When I got back to my desk, I burst into panicked tears. "It's not working," I exclaimed to Phil, our former senior editor, through sobs. "My skin is getting worse and worse." He looked me in the eyes and delivered a no-holds-barred truth bomb that I still love him for. "You need to relax and remember this is a process," he said. "You're healing. Your skin is healing." He was right. There were still zits on my face, but every day it was getting a little better. (I have to say, thankfully, wine saw me through it all: Since doxy is an antibiotic, you're not really supposed to drink while you're on it, so I initially gave up booze...until I remembered how much I love wine. Thank god Dr. Shah told me it was fine.)
As the weeks wore on, I became hyper-aware of my skin. I took a good look at my skin-care regimen, and stripped it down to the basics. Now, I just use cleansing balm, serum, and night cream in the evenings; and an exfoliant, the same serum, and face oil in the mornings. That stuck.
After two months, Dr. Shah suggested I switch to a lower dosage. "Most people do a full 12 weeks, and I cut their dosage halfway through," she explained. My skin had cleared up considerably in that time — my skin-tone was more even, and I was able to walk out of the house in just sunscreen and concealer, which was pretty life-changing. But since I still had a few breakouts on my back, I balked. "Maybe just one more month on full-dosage?" I half-pleaded. She relented, and I refilled my prescription.
Side Effects
That night, I popped my pill right before bed and fell asleep. Five hours later, I awoke to a hellish sensation under my sternum. It felt like the pill had lodged there and was radiating heat. "I'm dying!" I yelled to my empty studio apartment. "I'm fucking dying!" I was not, in fact, dying. I did, in fact, have some gnarly acid reflux — something I'd never experienced before. Turns out, doxycycline can cause heartburn if not taken immediately after a meal — or if you lay down within an hour of taking a pill.

WHAT TO DO →
Proceed with the account of taking doxycycline for acne, continuing from its last sentence. The collection entries play no part in this work.

Collection entries →
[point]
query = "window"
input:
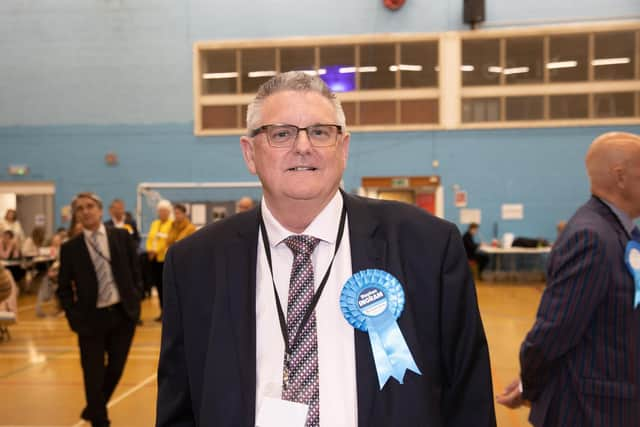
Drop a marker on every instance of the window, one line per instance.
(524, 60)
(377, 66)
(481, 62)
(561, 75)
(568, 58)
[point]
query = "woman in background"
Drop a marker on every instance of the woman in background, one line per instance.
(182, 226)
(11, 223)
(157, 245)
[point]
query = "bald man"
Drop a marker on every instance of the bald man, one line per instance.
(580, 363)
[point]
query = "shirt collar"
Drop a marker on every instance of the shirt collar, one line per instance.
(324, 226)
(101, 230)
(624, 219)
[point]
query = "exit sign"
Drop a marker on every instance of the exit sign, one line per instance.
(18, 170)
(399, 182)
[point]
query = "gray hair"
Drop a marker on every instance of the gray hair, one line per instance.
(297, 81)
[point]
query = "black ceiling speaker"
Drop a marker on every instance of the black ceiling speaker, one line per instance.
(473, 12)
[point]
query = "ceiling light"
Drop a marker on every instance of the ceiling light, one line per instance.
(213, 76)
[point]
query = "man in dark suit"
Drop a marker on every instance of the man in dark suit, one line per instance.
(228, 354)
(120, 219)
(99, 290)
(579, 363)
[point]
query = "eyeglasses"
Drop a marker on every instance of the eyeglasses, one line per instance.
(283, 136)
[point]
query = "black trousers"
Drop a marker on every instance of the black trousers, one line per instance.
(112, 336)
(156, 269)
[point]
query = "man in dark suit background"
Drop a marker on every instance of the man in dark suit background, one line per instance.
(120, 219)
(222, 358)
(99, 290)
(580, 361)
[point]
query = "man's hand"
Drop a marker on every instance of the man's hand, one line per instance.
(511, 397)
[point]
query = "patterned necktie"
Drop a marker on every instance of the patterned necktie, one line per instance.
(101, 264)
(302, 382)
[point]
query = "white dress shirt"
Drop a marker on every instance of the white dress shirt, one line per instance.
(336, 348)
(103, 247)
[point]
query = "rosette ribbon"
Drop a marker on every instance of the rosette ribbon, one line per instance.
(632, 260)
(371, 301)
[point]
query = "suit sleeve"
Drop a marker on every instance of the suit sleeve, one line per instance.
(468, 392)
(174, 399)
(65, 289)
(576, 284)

--

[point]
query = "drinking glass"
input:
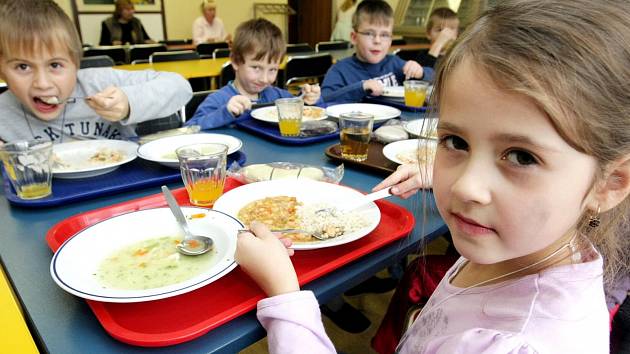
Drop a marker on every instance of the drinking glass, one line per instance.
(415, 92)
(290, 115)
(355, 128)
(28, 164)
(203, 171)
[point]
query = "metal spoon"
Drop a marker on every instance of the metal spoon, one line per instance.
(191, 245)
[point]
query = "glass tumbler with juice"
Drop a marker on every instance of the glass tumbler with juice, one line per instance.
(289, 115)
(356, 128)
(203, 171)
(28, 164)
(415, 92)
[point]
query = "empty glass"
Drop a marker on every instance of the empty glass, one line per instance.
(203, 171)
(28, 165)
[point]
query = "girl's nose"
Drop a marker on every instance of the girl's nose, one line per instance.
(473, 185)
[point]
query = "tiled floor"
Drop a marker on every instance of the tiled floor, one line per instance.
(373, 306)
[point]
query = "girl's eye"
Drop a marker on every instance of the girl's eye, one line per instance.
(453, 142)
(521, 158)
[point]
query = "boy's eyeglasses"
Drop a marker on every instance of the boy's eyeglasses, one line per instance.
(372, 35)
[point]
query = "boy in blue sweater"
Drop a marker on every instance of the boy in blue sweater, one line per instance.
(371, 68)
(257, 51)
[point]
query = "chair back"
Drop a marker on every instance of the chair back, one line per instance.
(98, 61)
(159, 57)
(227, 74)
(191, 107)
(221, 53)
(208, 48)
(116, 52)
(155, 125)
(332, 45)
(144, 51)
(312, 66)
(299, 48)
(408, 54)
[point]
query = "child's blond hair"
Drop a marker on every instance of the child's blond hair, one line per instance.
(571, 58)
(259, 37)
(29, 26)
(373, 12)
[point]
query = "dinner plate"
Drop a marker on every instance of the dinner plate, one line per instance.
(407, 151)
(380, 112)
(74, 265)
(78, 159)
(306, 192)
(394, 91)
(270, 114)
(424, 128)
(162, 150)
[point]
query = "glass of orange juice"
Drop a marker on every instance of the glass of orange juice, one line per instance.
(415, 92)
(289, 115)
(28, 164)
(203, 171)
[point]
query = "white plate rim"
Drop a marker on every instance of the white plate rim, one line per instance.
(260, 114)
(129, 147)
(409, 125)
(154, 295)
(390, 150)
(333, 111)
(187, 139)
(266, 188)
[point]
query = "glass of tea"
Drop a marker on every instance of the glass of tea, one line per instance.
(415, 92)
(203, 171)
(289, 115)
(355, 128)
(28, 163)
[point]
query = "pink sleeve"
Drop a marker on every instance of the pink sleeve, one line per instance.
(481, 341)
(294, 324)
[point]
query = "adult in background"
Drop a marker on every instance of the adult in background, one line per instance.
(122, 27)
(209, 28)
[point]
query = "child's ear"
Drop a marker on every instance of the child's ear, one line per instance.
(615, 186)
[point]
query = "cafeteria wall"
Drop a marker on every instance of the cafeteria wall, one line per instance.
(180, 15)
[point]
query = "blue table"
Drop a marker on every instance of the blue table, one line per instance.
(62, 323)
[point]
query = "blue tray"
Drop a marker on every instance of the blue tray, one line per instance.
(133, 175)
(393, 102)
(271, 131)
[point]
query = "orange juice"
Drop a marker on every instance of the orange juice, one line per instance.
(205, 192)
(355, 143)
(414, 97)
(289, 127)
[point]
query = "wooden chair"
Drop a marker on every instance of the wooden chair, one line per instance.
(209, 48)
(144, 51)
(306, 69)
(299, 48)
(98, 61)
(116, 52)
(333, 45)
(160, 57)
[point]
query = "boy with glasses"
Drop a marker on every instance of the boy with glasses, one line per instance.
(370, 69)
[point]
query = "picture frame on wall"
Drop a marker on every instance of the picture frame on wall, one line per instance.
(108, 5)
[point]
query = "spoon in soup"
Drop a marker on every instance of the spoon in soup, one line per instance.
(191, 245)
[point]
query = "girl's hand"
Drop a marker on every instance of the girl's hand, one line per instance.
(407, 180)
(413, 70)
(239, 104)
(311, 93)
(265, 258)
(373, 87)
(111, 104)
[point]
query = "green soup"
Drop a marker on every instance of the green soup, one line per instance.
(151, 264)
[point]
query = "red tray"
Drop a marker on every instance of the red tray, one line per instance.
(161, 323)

--

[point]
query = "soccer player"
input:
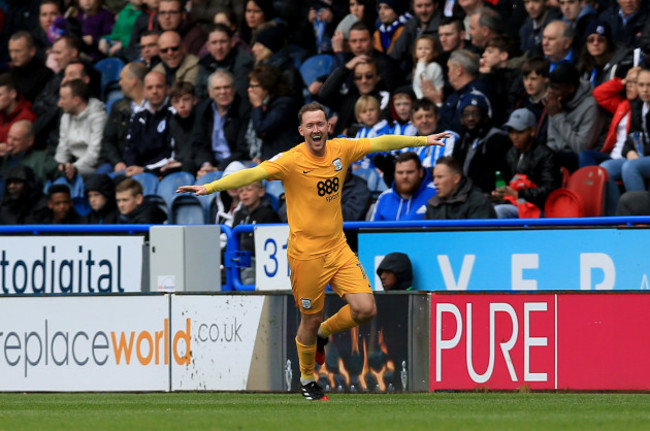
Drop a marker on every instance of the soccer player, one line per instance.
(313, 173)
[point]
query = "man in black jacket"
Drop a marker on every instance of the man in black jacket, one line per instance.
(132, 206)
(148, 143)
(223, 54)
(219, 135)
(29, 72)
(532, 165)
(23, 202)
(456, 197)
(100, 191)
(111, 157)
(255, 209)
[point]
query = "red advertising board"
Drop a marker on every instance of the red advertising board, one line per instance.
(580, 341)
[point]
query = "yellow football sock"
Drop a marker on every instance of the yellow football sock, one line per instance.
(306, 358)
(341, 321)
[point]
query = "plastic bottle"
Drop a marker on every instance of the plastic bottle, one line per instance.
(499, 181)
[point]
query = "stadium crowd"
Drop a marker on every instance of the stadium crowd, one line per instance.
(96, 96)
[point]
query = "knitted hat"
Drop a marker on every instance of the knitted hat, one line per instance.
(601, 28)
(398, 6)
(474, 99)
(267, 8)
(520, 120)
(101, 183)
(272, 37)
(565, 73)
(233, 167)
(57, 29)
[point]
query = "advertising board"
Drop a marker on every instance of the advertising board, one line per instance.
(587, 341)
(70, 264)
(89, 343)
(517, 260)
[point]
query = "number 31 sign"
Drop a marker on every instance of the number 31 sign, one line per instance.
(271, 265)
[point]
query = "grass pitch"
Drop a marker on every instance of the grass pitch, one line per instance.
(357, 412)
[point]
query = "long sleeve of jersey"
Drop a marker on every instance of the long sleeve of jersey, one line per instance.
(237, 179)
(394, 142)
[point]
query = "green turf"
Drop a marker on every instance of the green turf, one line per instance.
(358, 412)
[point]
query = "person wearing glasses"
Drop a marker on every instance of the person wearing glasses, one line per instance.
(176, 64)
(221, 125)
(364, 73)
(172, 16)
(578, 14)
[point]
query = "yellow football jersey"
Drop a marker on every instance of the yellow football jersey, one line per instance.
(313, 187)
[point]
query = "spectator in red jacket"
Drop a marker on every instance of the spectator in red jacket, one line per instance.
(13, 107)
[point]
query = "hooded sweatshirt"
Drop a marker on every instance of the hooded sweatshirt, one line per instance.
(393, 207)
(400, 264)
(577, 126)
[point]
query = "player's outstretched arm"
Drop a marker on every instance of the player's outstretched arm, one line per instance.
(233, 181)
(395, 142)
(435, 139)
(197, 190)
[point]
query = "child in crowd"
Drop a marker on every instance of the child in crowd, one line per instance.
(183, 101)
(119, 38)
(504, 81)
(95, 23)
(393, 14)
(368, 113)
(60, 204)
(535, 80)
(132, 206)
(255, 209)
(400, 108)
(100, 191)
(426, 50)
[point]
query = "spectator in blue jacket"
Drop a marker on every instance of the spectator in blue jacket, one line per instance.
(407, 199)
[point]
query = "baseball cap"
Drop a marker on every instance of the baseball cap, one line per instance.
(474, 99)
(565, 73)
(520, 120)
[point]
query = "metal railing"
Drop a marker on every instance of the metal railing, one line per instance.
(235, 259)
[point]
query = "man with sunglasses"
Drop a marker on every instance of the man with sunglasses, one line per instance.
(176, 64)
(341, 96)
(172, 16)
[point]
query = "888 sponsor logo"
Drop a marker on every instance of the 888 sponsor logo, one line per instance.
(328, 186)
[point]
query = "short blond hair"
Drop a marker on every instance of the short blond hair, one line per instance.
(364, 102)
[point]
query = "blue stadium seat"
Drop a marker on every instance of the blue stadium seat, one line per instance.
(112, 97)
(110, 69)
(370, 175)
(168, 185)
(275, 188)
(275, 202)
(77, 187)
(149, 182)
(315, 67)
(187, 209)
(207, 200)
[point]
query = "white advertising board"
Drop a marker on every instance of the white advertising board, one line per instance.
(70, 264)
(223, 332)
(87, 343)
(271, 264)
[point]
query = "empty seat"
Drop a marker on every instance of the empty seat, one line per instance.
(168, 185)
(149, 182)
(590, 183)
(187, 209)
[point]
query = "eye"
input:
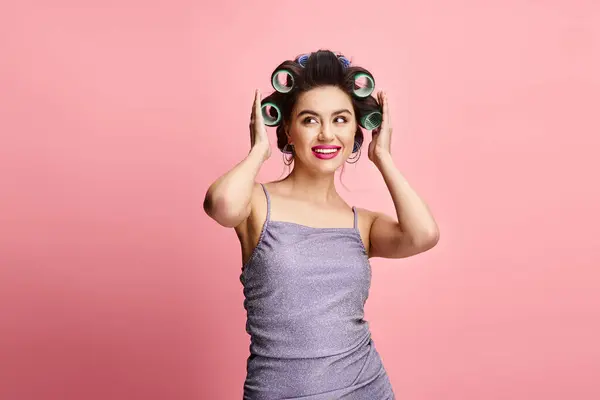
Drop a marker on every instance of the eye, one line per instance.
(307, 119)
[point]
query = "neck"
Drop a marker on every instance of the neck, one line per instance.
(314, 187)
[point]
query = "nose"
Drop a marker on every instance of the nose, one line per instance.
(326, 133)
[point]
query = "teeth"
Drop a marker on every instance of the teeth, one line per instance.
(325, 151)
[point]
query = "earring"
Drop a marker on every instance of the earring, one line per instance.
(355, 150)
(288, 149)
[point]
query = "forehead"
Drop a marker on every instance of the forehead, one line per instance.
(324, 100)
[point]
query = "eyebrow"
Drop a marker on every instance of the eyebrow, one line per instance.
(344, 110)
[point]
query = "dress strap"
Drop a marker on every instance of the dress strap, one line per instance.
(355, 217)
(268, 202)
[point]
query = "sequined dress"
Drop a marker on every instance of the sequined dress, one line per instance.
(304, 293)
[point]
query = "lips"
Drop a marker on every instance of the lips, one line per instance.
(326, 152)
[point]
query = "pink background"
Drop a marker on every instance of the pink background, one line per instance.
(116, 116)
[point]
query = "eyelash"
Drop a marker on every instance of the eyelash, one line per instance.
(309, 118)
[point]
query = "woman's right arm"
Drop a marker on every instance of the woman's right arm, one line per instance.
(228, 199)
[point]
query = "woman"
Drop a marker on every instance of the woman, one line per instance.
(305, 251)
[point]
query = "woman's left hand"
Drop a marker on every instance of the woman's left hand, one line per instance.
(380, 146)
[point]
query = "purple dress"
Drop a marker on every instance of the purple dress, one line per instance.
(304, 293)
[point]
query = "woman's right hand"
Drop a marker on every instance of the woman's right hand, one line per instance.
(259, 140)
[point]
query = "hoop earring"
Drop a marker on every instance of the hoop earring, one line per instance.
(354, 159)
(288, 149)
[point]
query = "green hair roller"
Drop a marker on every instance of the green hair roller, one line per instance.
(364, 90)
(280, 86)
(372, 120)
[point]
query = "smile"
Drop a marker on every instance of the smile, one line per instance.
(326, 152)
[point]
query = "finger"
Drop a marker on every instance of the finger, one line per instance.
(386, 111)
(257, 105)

TASK RESPONSE →
"I think the most concerning side effect, however, is that it can make you photosensitive," Dr. Shah later said. I saw some of that, too. No matter how much SPF 50+ I slathered on, I still managed to turn a lovely shade of pink if I spent too much time in the sun (or forgot to reapply every hour, on the hour). So, during my cycle of doxy, Cool Mint Tums and Avène SPF 50 became my constant companions.
But I am happy to report that my skin has never looked better. I feel more confident about myself than I have in ages. If I do break out (and I can count on one hand the number of zits that have cropped up since I started the meds), the blemish is gone within a day. I've also come to worship my skin-care regimen. I'm not rushing through it or just relying on makeup wipes to take off my face at night. It's a ritual. It's what will keep my skin clear after I stop taking the drugs — which I'm planning to make a life mission.
Dr. Shah sees me phasing out the drugs in the next few months, and it remains to be seen whether my acne will come back after I'm done. "It varies person to person," she said. "Some have the occasional recurrence, and they have to go back on the drugs for a short time. But the goal is not to be on an antibiotic forever. If, after a few tries, it doesn't work, other routes will be explored." I, however, am confident that my skin will stay clear. With my newfound regimen, and the retinol I'll continue to stay on, I'm in a pretty good place.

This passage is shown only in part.